◆ Task instructions ◆
Rescale the part of the listing between the lines holding "Where can the teeth" and "<point>281,243</point>", inclusive, reproducing only those lines, requests included, with every answer coordinate multiplied by 1.75 and rounded to a whole number, halves up. Keep the sample coordinates inside the requests as they are.

◆ Provided entries ◆
:::
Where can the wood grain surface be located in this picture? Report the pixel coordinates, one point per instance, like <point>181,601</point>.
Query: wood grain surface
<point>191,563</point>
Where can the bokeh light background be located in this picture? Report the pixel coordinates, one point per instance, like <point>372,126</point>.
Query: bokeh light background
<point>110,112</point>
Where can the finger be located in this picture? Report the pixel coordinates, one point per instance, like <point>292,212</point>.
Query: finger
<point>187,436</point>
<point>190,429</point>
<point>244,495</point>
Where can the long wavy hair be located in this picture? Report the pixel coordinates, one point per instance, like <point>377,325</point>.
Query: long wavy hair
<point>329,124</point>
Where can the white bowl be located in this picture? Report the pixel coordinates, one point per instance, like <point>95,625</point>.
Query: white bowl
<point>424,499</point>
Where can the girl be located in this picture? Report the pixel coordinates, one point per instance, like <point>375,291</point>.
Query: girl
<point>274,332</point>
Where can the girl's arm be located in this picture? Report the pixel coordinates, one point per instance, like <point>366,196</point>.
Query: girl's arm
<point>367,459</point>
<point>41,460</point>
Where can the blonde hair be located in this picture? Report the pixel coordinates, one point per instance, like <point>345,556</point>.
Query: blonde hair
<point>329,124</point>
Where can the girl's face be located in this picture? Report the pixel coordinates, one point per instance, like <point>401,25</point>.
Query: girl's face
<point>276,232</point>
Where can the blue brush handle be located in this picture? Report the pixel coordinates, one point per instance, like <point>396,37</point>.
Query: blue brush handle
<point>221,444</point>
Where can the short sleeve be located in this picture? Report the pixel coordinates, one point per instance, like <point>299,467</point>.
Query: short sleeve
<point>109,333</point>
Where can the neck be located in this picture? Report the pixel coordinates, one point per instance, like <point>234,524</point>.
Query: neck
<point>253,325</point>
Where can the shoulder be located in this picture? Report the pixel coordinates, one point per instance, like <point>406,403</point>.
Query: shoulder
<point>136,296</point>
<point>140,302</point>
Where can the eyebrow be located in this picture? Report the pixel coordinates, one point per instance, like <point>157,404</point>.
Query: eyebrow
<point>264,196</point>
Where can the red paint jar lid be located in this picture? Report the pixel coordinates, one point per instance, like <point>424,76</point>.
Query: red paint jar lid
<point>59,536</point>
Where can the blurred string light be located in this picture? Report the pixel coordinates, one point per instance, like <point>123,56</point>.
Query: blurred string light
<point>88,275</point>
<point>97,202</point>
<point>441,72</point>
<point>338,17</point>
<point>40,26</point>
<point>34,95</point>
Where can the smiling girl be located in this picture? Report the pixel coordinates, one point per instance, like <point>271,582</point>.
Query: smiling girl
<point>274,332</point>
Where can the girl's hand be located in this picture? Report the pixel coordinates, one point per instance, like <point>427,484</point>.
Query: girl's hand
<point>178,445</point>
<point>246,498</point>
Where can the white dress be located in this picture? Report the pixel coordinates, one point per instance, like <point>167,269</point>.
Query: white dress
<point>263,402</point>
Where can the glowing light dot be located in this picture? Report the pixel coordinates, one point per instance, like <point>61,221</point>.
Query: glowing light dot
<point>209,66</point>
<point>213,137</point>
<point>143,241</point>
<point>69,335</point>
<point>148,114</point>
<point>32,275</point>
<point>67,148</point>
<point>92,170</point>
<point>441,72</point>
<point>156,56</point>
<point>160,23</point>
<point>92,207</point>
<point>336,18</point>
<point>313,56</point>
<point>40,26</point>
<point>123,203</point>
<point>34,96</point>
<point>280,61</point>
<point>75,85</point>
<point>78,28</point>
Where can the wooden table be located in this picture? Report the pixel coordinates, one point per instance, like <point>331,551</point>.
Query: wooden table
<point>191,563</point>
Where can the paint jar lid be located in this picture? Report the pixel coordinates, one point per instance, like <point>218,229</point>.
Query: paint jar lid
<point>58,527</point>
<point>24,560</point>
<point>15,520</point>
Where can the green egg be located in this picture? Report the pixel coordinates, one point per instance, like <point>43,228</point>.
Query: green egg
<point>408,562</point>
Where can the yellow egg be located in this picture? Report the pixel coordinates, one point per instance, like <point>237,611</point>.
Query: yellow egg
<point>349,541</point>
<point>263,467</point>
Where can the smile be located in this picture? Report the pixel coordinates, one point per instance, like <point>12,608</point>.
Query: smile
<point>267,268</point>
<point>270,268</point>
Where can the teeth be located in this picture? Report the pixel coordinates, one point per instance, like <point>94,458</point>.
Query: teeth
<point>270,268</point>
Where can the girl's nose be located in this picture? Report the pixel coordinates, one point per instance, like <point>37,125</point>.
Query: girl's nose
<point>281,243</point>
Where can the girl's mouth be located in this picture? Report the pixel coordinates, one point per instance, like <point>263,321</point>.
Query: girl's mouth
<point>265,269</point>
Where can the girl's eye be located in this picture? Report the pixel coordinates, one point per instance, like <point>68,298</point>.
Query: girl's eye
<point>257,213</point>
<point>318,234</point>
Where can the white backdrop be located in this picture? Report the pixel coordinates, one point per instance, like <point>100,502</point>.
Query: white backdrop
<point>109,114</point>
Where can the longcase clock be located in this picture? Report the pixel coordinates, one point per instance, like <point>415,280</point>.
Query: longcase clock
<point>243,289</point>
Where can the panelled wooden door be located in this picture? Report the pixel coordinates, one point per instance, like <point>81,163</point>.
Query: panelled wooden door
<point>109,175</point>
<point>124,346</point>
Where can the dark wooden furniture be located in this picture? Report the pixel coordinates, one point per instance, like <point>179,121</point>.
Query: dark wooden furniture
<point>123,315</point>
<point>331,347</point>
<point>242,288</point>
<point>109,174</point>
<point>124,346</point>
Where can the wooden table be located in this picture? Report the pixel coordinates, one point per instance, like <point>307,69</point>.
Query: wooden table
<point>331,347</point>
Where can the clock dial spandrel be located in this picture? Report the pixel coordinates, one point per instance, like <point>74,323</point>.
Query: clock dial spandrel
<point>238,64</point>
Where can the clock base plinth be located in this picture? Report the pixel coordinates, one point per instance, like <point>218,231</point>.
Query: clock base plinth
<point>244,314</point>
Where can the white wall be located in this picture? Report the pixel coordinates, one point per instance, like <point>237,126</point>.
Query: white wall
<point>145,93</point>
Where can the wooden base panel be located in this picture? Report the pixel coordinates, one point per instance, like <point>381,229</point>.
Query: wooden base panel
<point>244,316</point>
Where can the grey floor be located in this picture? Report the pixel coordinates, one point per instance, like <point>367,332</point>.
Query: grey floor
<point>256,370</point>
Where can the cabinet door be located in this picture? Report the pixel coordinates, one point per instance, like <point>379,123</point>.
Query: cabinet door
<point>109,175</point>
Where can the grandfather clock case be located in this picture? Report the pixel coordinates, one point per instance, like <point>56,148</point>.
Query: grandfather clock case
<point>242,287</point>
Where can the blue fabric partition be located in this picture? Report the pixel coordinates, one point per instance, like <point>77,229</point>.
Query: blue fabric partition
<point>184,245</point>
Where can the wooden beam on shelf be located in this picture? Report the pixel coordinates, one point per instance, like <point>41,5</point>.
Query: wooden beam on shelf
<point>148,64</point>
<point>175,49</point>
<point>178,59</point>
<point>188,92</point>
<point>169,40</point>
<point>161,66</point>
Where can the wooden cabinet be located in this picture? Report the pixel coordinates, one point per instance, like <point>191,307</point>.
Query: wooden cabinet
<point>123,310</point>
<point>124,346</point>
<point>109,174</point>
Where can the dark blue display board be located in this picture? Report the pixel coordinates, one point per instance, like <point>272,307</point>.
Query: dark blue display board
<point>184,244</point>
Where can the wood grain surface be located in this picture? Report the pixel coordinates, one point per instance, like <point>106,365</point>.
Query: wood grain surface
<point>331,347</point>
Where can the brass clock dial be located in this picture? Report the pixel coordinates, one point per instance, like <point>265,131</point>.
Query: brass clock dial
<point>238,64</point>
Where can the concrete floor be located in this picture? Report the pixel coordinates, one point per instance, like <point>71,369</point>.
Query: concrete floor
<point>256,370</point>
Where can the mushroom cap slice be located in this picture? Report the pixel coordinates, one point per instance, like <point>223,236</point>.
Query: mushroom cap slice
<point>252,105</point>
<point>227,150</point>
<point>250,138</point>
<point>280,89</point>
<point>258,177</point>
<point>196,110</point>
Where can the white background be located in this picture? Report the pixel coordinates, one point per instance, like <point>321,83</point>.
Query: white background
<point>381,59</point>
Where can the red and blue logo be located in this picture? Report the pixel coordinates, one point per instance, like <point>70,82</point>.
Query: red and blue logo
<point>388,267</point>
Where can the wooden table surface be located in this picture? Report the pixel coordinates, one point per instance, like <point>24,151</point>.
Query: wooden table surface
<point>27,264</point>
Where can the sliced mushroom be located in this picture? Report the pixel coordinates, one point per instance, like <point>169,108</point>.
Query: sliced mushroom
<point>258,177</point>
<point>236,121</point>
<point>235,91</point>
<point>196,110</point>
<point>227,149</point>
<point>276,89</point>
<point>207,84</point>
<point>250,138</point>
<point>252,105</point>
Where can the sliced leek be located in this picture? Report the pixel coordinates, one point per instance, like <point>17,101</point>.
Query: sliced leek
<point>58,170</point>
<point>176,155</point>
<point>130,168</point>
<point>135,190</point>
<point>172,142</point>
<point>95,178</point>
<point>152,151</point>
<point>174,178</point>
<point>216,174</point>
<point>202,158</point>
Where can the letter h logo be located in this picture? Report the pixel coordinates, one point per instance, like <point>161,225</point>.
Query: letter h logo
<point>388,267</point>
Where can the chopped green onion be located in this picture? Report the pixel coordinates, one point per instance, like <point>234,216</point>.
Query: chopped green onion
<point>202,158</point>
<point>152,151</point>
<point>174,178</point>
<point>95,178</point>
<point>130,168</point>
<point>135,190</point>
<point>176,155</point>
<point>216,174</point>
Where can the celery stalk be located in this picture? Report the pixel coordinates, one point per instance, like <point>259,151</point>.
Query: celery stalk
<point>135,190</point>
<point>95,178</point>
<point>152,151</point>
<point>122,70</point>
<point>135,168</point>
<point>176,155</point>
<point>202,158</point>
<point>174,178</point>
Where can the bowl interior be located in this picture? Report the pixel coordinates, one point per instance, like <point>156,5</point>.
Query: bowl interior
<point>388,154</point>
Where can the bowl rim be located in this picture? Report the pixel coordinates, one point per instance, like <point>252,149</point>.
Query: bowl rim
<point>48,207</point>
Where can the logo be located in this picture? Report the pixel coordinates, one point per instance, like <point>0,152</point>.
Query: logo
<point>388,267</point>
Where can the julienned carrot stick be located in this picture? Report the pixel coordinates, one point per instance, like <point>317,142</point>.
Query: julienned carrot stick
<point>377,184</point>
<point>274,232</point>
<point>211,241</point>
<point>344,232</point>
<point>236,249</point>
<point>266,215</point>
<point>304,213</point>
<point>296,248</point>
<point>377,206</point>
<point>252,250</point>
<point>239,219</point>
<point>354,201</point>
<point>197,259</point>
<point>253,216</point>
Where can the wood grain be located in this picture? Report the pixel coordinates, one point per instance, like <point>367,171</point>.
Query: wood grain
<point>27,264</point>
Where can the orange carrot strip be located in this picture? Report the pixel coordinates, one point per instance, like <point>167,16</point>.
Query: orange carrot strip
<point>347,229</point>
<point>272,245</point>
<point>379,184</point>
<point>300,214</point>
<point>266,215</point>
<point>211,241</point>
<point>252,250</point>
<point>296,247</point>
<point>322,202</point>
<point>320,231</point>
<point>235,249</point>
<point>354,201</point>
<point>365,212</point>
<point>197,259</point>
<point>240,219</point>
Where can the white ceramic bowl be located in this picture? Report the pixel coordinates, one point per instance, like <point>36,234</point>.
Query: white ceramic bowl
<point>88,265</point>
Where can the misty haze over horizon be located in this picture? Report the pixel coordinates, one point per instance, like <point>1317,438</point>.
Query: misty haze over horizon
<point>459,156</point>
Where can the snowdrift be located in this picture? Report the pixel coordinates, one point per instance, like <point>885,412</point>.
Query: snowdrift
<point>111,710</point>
:::
◆ Full solution ◆
Where can the teeth be located in this picture? Report the pixel coordinates, one point per instance, like <point>94,458</point>.
Query: teeth
<point>473,469</point>
Where can the girl's nose be located in this picture? Report the pixel coordinates, one point per instance, like <point>37,125</point>.
Query: girl's nose
<point>492,425</point>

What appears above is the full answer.